**The exercise**.
Format every line of the records below as a JSON list of strings, one string per line, omitting blank lines.

↓

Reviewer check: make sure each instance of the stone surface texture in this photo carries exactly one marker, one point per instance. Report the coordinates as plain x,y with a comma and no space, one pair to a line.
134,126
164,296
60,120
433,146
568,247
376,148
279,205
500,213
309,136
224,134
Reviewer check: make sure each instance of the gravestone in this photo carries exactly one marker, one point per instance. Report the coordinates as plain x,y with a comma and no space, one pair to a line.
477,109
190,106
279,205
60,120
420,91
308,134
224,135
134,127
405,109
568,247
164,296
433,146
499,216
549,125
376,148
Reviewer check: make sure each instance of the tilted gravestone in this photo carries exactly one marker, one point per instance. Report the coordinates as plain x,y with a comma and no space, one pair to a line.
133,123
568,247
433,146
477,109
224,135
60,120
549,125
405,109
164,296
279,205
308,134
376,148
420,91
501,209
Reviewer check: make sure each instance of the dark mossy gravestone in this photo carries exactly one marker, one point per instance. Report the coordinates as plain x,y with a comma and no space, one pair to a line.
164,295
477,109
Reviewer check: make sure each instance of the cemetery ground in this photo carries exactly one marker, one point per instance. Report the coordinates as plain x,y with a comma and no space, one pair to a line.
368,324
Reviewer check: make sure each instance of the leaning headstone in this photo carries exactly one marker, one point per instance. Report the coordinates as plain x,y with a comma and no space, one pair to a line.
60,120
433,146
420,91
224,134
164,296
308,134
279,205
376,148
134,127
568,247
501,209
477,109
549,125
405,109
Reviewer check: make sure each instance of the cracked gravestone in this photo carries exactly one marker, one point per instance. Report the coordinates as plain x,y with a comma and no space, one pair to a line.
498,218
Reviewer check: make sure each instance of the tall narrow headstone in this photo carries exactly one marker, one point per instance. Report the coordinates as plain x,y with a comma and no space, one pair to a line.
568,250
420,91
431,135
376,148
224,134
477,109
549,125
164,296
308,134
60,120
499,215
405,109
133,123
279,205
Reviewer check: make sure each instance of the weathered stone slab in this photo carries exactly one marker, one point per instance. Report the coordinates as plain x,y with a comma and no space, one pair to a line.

↑

**The completed task**.
[
  "Reviewer check: make sure each instance of the stone surface texture in this photo carries exactly one marker, one point per instance. Report the coordinates as plain x,y with a comma and no space, one pair to a line.",
  "134,126",
  "164,296",
  "60,120",
  "433,146",
  "568,247",
  "376,148",
  "279,205",
  "500,213",
  "309,136",
  "224,134",
  "Reviewer check: make sure each instance of the gravestone in this photo carries exactly one marker, one point per instance. Report the coordinates as plain x,y with a comma and no space, one pair to a line.",
  "477,109",
  "190,106",
  "279,205",
  "60,120",
  "420,91",
  "308,134",
  "224,135",
  "134,127",
  "405,109",
  "568,247",
  "164,296",
  "433,146",
  "499,216",
  "549,125",
  "376,148",
  "Reviewer check: make sure each instance of the tilted gravestone in this photo carries exactly one marker, one point per instance. Report the coordinates as plain x,y with a comma and no space, one pair to a line.",
  "133,123",
  "568,247",
  "433,146",
  "477,109",
  "224,135",
  "60,120",
  "549,125",
  "405,109",
  "164,296",
  "279,205",
  "308,134",
  "376,148",
  "420,91",
  "501,209",
  "Reviewer check: make sure each instance of the dark mossy gravestone in this photo carries exactly one marker, one point per instance. Report the coordinates as plain x,y with a comma and no space, one pair to a line.",
  "164,295",
  "477,109",
  "Reviewer check: make sure each instance of the cemetery ground in this photo carries exactly one marker, one point per instance. Report the coordinates as plain x,y with a comma and no space, one pair to a line.",
  "368,324",
  "Reviewer check: make sure each instance of the leaning headstone in this photo carries exactly one marker, one point per instance. Report the coordinates as plain x,y with a comma and no space, one pair to a line.",
  "60,120",
  "433,146",
  "420,91",
  "224,134",
  "164,296",
  "308,134",
  "279,205",
  "376,148",
  "134,127",
  "568,247",
  "501,209",
  "477,109",
  "549,125",
  "405,109",
  "Reviewer check: make sure each instance of the cracked gravestone in this photo carries exactly one marker, one point per instance. Report the coordinates as plain x,y with a comma and no space, one pair to a line.",
  "498,218",
  "Reviewer check: make sure each instance of the tall narrow headstone in this photo carries exactly one marker, one point per instance. Report the coordinates as plain x,y with a comma and no space, one pair to a line.",
  "568,250",
  "420,91",
  "431,135",
  "376,148",
  "224,134",
  "477,109",
  "549,125",
  "164,296",
  "308,134",
  "60,120",
  "499,215",
  "405,109",
  "133,123",
  "279,205",
  "Reviewer check: make sure each instance of the weathered stone slab in this photo carries exactly one marker, one point per instance. Report the coordinates as plain x,y with a comma and no space, one pair to a line."
]